● **Task directions**: The listing below must be duplicated in full, with nothing altered.

● **Data**:
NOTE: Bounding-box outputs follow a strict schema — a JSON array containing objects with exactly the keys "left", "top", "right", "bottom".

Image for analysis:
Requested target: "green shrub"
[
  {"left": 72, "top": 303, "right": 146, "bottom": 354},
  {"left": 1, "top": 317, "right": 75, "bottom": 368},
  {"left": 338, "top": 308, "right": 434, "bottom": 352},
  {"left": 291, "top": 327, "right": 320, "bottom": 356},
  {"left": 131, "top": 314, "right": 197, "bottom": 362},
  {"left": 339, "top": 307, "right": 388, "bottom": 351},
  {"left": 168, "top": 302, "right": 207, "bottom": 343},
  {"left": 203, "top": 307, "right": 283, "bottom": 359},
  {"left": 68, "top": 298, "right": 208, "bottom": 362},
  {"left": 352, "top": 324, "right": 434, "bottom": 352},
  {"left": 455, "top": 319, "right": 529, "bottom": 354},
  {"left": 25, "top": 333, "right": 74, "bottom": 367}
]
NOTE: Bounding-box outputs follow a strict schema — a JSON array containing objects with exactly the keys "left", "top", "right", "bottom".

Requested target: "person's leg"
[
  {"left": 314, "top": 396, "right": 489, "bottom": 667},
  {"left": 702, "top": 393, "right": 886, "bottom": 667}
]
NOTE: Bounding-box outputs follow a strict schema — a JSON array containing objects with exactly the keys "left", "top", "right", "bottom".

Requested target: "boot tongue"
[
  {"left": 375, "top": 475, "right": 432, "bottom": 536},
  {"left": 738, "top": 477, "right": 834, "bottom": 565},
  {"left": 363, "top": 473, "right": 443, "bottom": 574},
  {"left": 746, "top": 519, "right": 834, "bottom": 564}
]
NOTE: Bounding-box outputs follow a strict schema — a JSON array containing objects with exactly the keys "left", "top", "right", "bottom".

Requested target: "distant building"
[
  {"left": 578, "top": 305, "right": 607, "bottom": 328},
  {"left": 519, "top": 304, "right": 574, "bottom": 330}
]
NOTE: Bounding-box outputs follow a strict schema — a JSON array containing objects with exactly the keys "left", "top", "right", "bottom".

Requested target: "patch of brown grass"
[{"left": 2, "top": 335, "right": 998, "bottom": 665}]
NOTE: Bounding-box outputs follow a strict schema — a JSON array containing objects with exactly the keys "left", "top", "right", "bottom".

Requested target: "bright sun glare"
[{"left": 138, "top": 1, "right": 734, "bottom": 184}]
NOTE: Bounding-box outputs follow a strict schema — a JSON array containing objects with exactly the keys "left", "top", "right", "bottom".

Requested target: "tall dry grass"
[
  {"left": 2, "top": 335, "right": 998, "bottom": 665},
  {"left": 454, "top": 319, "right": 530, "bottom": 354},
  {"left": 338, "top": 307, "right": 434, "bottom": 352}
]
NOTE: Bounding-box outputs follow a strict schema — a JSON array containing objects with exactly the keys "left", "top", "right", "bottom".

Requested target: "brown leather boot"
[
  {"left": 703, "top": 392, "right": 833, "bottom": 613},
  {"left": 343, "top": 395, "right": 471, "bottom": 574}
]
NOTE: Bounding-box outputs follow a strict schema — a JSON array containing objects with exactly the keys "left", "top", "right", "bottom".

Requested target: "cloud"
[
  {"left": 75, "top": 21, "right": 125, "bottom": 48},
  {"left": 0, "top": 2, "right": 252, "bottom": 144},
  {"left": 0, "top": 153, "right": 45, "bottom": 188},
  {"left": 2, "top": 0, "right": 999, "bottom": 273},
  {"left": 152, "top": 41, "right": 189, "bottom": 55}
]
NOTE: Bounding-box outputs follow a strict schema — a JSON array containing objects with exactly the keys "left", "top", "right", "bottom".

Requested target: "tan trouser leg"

● **Written answer**:
NOTE: Bounding-box outputs follow a strict schema — a JSON array containing objects with exactly the keys "left", "top", "right", "bottom".

Image for analysis:
Requested target: "green shrub"
[
  {"left": 72, "top": 303, "right": 146, "bottom": 354},
  {"left": 1, "top": 317, "right": 75, "bottom": 368},
  {"left": 338, "top": 308, "right": 434, "bottom": 352},
  {"left": 291, "top": 327, "right": 320, "bottom": 356},
  {"left": 131, "top": 314, "right": 197, "bottom": 362},
  {"left": 339, "top": 307, "right": 388, "bottom": 351},
  {"left": 168, "top": 302, "right": 207, "bottom": 343},
  {"left": 203, "top": 307, "right": 283, "bottom": 359},
  {"left": 68, "top": 298, "right": 208, "bottom": 362},
  {"left": 352, "top": 324, "right": 434, "bottom": 352},
  {"left": 455, "top": 319, "right": 529, "bottom": 354},
  {"left": 25, "top": 333, "right": 74, "bottom": 367}
]
NOTE: Bounding-box outputs follow a strict schema — a JSON array containing objects with exactly the keys "left", "top", "right", "bottom".

Requested target: "person's leg"
[
  {"left": 314, "top": 396, "right": 489, "bottom": 667},
  {"left": 702, "top": 393, "right": 886, "bottom": 667}
]
NOTE: Bounding-box outputs follow a strict schema — a JSON array containing objects with exactly the keys "left", "top", "right", "bottom".

Requested target: "boot tongue"
[
  {"left": 375, "top": 475, "right": 432, "bottom": 536},
  {"left": 738, "top": 477, "right": 834, "bottom": 565},
  {"left": 363, "top": 473, "right": 443, "bottom": 574},
  {"left": 746, "top": 519, "right": 834, "bottom": 564}
]
NOTE: Bounding-box outputs follow a strict schema — a JSON array containing objects with exactly the keys "left", "top", "right", "bottom".

Requested target: "distant building"
[
  {"left": 578, "top": 305, "right": 607, "bottom": 328},
  {"left": 519, "top": 304, "right": 574, "bottom": 330}
]
NOTE: Bounding-box outputs follow a strict schema — a JSON array containing objects with exactly the keys "left", "top", "right", "bottom".

Requested target: "patch of brown grass"
[{"left": 2, "top": 335, "right": 998, "bottom": 665}]
NOTE: Bounding-box outputs follow a strict schema — a JSON array containing objects with exactly the keys "left", "top", "right", "bottom".

Requested target: "bright sun glare"
[{"left": 138, "top": 1, "right": 734, "bottom": 184}]
NOTE: Bounding-box outputs follow a strict schema — a JSON array containing objects with exactly the keys "left", "top", "right", "bottom".

Requested target: "tall dry grass"
[
  {"left": 2, "top": 335, "right": 998, "bottom": 665},
  {"left": 454, "top": 319, "right": 530, "bottom": 354},
  {"left": 338, "top": 307, "right": 434, "bottom": 352}
]
NOTE: Bounding-box outputs follow a strict schema — a JSON array containing objects with exactly the keys "left", "top", "right", "bottom".

Requested target: "brown leather boot"
[
  {"left": 703, "top": 392, "right": 833, "bottom": 613},
  {"left": 343, "top": 395, "right": 471, "bottom": 574}
]
NOTE: Bounding-box outputs follow a strict schema — a JSON array containing objects with exactly the keys "left", "top", "right", "bottom".

Requested target: "cloud"
[
  {"left": 75, "top": 21, "right": 125, "bottom": 48},
  {"left": 0, "top": 2, "right": 252, "bottom": 144},
  {"left": 0, "top": 153, "right": 45, "bottom": 188},
  {"left": 2, "top": 0, "right": 999, "bottom": 273},
  {"left": 152, "top": 41, "right": 189, "bottom": 55}
]
NOTE: Bounding-box outputs follow a strict schema — a JSON array containing objects with exactly the keys "left", "top", "right", "bottom".

Requested target: "tan trouser leg"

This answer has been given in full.